Requirement 1:
Answer these questions about the kswapd message, one line each:
(a) Who sent it?
(b) On what date was it sent?
(c) In the quoted lines, what does the writer propose should be defined per zone?
Requirement 2:
Rewrite the header block of the kswapd message that begins "From:" as a short list, keeping the sender, recipients, subject, date and the message it replies to.

Reading passage:
___
Re: [PATCH] mm: stop kswapd's infinite loop at high order allocation

linux-mm.kvack.org archive mirror
 help / color / mirror / Atom feed

From: "wassim dagash" <wassim.dagash@gmail.com>
To: Mel Gorman <mel@csn.ul.ie>
Cc: KOSAKI Motohiro <kosaki.motohiro@jp.fujitsu.com>,
	LKML <linux-kernel@vger.kernel.org>,
	linux-mm <linux-mm@kvack.org>,
	Andrew Morton <akpm@linux-foundation.org>,
	Nick Piggin <npiggin@suse.de>
Subject: Re: [PATCH] mm: stop kswapd's infinite loop at high order allocation
Date: Wed, 31 Dec 2008 14:24:21 +0200	[thread overview]
Message-ID: <cb94e63d0812310424t7f8c63a9k49deaeb0565836ae@mail.gmail.com> (raw)
In-Reply-To: <20081231120554.GC20534@csn.ul.ie>

On Wed, Dec 31, 2008 at 2:05 PM, Mel Gorman <mel@csn.ul.ie> wrote:
> On Wed, Dec 31, 2008 at 10:59:58AM +0200, wassim dagash wrote:
>> Hi ,
>> Thank you all for reviewing.
>> Why don't we implement a solution where the order is defined per zone?
___
Material supplied:

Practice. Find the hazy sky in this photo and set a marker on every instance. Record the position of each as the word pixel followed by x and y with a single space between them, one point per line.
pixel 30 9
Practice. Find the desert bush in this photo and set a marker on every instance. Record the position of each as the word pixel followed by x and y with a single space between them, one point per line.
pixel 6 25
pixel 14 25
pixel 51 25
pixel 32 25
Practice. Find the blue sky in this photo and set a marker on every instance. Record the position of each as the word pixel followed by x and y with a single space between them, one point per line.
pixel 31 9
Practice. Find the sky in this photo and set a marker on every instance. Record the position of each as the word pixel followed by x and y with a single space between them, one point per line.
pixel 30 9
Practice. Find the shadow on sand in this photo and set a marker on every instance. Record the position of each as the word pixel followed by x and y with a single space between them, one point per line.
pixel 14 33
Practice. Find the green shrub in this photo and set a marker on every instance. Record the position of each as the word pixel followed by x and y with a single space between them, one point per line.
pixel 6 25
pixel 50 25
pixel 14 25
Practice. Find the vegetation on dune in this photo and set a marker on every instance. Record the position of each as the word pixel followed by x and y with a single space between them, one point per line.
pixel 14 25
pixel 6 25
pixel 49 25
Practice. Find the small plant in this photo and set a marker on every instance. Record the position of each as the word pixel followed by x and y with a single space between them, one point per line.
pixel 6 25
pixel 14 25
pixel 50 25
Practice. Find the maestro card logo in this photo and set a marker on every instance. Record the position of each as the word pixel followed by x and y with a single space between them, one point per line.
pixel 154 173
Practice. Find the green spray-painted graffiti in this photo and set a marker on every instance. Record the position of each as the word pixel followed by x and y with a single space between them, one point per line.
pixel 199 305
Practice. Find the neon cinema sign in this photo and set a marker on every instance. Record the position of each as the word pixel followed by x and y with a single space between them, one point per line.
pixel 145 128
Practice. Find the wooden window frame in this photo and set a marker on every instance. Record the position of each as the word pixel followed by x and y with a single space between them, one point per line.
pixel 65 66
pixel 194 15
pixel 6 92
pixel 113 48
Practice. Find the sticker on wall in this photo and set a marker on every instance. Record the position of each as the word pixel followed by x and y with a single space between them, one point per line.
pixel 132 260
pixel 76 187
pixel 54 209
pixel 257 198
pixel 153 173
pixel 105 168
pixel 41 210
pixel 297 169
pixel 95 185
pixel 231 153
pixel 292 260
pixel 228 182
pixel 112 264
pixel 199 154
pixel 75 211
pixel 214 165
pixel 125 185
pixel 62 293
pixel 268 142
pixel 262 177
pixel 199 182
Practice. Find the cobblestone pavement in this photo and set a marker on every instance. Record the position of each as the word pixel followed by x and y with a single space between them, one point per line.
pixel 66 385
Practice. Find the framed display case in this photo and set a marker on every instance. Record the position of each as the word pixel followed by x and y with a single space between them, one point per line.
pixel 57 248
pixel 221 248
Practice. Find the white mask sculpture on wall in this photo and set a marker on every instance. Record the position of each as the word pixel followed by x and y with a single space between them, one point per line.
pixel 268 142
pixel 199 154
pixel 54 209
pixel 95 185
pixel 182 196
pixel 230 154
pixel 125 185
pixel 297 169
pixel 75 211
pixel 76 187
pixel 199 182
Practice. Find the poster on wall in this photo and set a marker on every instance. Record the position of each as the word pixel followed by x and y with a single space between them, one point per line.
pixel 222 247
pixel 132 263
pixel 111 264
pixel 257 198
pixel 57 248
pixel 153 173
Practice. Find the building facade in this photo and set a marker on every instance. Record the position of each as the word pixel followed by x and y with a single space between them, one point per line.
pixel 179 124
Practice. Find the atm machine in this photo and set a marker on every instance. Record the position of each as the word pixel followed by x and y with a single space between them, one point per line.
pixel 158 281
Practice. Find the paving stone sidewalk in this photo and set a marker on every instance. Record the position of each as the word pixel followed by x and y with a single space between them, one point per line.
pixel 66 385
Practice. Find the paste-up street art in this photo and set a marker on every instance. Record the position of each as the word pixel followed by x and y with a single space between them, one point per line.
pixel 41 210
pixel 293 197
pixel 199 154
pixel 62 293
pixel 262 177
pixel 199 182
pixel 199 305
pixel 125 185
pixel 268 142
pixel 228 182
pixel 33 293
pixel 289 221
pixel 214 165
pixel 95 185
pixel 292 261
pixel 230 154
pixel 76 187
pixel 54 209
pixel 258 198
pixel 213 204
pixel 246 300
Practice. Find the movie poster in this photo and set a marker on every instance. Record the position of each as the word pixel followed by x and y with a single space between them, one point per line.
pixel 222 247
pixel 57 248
___
Task solution 1:
(a) wassim dagash
(b) Wednesday, 31 December 2008
(c) The order

Task solution 2:
- From: wassim dagash (wassim.dagash@gmail.com)
- To: Mel Gorman (mel@csn.ul.ie)
- Cc: KOSAKI Motohiro, LKML, linux-mm, Andrew Morton, Nick Piggin
- Subject: Re: [PATCH] mm: stop kswapd's infinite loop at high order allocation
- Date: Wed, 31 Dec 2008, 14:24:21 +0200
- In reply to: <20081231120554.GC20534@csn.ul.ie>